WORK TO DO: Edit the listing below by replacing every occurrence of "with one pin per instance" with "with a single pin for each instance". Reproduce every other line and character unchanged.

MATERIAL FOR THIS TASK:
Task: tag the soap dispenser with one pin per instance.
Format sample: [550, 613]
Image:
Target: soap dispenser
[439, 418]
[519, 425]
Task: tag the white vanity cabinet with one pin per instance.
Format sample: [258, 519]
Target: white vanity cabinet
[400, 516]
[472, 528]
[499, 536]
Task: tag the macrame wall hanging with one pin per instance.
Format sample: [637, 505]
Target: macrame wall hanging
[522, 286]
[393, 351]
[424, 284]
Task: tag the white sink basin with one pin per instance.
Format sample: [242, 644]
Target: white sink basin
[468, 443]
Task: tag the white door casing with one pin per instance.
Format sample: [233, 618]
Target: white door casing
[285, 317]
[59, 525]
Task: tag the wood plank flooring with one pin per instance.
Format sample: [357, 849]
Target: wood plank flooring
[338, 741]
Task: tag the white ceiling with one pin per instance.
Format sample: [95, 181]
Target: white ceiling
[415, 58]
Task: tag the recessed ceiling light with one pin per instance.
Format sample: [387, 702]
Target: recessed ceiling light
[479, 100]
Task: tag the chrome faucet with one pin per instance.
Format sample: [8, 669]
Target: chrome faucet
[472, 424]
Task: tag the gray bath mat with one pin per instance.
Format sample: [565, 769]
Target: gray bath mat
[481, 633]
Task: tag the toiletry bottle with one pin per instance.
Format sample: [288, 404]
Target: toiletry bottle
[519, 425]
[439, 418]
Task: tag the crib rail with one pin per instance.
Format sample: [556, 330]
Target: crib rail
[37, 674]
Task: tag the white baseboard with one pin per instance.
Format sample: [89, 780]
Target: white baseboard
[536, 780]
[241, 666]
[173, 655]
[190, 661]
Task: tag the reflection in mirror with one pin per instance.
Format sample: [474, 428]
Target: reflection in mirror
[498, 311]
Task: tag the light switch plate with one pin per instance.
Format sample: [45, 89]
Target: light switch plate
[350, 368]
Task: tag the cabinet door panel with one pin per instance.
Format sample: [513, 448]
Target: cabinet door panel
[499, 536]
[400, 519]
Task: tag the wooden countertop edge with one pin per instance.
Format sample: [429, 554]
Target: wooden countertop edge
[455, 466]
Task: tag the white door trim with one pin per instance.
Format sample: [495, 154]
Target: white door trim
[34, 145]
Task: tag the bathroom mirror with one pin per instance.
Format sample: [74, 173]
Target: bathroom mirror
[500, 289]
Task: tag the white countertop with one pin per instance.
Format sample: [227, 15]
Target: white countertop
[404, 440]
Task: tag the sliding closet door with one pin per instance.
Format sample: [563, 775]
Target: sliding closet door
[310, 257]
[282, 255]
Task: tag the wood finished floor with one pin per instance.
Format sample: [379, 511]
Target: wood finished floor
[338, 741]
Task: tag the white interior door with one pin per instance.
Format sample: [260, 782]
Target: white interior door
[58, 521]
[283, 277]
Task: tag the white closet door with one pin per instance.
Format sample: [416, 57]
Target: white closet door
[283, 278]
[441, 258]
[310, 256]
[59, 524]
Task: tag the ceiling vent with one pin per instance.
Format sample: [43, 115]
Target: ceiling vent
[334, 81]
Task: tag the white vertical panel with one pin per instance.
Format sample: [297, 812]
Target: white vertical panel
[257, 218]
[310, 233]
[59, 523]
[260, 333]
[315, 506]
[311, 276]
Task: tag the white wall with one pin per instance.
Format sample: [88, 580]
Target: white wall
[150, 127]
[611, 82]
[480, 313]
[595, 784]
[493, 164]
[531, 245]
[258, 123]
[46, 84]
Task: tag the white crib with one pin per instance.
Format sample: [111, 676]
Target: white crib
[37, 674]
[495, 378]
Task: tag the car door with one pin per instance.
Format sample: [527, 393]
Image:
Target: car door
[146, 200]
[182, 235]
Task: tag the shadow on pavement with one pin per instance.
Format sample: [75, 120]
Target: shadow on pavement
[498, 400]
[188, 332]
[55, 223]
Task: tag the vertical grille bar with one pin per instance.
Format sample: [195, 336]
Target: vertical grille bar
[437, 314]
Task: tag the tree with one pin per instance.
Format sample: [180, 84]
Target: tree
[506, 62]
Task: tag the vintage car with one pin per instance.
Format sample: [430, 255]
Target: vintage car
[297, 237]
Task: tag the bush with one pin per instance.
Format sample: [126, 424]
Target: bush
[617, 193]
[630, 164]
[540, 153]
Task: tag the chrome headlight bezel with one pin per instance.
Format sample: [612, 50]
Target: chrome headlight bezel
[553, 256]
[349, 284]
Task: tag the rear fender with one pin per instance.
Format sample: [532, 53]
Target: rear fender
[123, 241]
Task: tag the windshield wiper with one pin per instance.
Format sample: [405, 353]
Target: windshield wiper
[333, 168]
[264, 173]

REPLY:
Task: tag the soap dispenser with a single pin for each instance.
Format sample: [550, 613]
Image:
Target: soap dispenser
[439, 418]
[519, 425]
Task: tag the white vanity cabinet with a single pin for each instance.
Format sample: [258, 519]
Target: white vanity cabinet
[400, 516]
[472, 528]
[499, 536]
Task: tag the macrame wall hanging with a single pin for each instance.
Format sample: [637, 505]
Target: macrame wall hanging
[522, 286]
[393, 351]
[424, 284]
Task: tag the white sink basin with a single pin for each instance.
Format sample: [242, 644]
Target: white sink basin
[468, 443]
Task: tag the white door casing with a single pin for each instance.
Format sample: [233, 618]
Target: white door casing
[285, 317]
[59, 525]
Task: tag the wood plank flooring with a single pin for each instance.
Format sample: [357, 849]
Target: wood plank flooring
[338, 741]
Task: tag the white ceiling with a single pin for each instance.
Format sample: [95, 181]
Target: white ceiling
[415, 58]
Task: tag the recessed ceiling light with a single pin for each instance.
Format sample: [387, 702]
Target: recessed ceiling light
[479, 100]
Task: tag the chrome faucet with a single pin for each instance.
Format sample: [8, 669]
Target: chrome faucet
[472, 424]
Task: tag the gray bath mat with a single pin for each instance.
Format sample: [565, 769]
Target: gray bath mat
[481, 633]
Task: tag the toiletry bottle with a single pin for each instance.
Format sample: [288, 404]
Target: toiletry bottle
[519, 425]
[439, 418]
Task: tag the crib rail with a single pin for each instance.
Format sample: [556, 330]
Target: crib rail
[37, 674]
Task: tag the white baseboard with a single pin for each instance.
Format sample: [89, 780]
Target: white baseboard
[536, 780]
[241, 666]
[173, 655]
[190, 661]
Task: tag the reflection in mirror with a single pin for each instance.
Format sample: [474, 428]
Target: reflection in mirror
[498, 311]
Task: tag the light switch plate with a single pin for each instance.
Format sample: [45, 89]
Target: light switch plate
[350, 368]
Task: tag the cabinet door panel with a single pin for each instance.
Format sample: [513, 448]
Target: cabinet door panel
[499, 536]
[400, 519]
Task: tag the wooden countertop edge with a single pin for each instance.
Format sample: [429, 554]
Target: wooden countertop edge
[455, 466]
Task: tag the white door trim with a single pin for each instance.
Format sample: [495, 154]
Target: white door trim
[34, 145]
Task: tag the bathroom mirror with a single pin for each instance.
Format sample: [74, 173]
Target: bathroom mirror
[500, 289]
Task: tag the white countertop with a single pin for each instance.
Format sample: [227, 15]
Target: white countertop
[404, 440]
Task: tag the sliding closet door with a single pin for each instance.
Format sample: [563, 775]
Target: sliding closet door
[310, 257]
[282, 255]
Task: tag the wood finished floor with a single pin for each instance.
Format sample: [379, 511]
Target: wood finished floor
[338, 741]
Task: tag the white interior door with a single pin for each instance.
Format sample: [260, 782]
Target: white interior door
[58, 521]
[283, 277]
Task: tag the white closet door with a single pin for each instance.
Format sample: [416, 57]
Target: white closet door
[283, 278]
[441, 258]
[310, 256]
[59, 524]
Task: tag the ceiling vent with a single pin for each instance.
Format sample: [43, 115]
Target: ceiling vent
[334, 81]
Task: tag the white vertical panel with a single pin for each instance.
Format sample: [297, 812]
Target: white vertical panel
[257, 218]
[310, 233]
[59, 523]
[260, 333]
[315, 506]
[311, 276]
Task: tag the white wall with a single pin for each instance.
Format sample: [88, 580]
Target: white wall
[150, 127]
[611, 82]
[480, 313]
[595, 784]
[493, 164]
[531, 245]
[258, 123]
[46, 84]
Task: tag the white crib with a single pin for each instance.
Format sample: [111, 676]
Target: white crib
[37, 674]
[495, 378]
Task: tag the car door with a single pin for each instance.
Format sample: [527, 393]
Image:
Target: car door
[146, 200]
[182, 235]
Task: tag the shadow on pavement with a single pin for each instance.
Format sample: [75, 120]
Target: shadow on pavement
[498, 400]
[188, 332]
[55, 223]
Task: tag the vertical grille bar with a single pin for each instance.
Format sample: [195, 336]
Target: vertical grille bar
[437, 314]
Task: tag the tree with a single pin for each instance.
Format sample: [180, 84]
Target: tree
[506, 62]
Task: tag the vintage car with a single pin for each instance.
Format sample: [430, 255]
Target: vintage car
[297, 237]
Task: tag the bush with a single pin for each instance.
Format sample: [126, 424]
Target: bush
[617, 193]
[630, 164]
[540, 153]
Task: tag the chrome headlight bezel with a single pin for each instance.
Format sample: [612, 50]
Target: chrome headlight bezel
[553, 256]
[349, 284]
Task: tag the rear fender with a single pin for each instance.
Format sample: [532, 53]
Target: rear fender
[123, 241]
Task: tag the windshield wiper with a single pin for each instance.
Format sample: [405, 353]
Target: windshield wiper
[333, 168]
[264, 173]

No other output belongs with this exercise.